**To do:**
Collect each line of the entries that holds the string "chart".
BEGIN
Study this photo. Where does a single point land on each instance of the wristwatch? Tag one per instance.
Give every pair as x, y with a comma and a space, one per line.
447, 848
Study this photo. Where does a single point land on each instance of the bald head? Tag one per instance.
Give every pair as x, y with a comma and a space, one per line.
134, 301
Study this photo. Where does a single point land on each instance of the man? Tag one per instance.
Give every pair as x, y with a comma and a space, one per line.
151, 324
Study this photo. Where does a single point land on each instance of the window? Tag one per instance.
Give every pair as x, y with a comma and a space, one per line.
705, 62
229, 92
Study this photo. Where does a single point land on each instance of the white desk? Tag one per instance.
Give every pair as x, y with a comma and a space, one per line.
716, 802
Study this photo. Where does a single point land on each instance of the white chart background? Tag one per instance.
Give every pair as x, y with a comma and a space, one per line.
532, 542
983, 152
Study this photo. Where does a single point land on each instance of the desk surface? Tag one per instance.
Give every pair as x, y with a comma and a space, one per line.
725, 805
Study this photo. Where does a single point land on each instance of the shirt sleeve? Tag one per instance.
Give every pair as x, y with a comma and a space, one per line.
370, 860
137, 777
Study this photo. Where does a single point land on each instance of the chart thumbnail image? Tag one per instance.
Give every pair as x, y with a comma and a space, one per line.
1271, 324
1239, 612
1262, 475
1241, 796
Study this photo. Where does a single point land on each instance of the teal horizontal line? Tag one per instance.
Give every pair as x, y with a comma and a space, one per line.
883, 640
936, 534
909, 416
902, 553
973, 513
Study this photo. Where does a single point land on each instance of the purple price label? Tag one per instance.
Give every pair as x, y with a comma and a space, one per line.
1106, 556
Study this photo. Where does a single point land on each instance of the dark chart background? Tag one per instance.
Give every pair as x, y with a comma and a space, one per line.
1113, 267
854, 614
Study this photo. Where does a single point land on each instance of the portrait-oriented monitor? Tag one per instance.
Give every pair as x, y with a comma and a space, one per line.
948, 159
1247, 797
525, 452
END
**Expected answer:**
Study this photo. Where does a single point land on each instance of the white chart background? Tag one per instance.
Study this photo. Where does a single point land on each instance of the chart thumbnail image? Tag one per instance.
Study this photo. Where does a single point land on each instance of the dark chart background? Tag one per instance.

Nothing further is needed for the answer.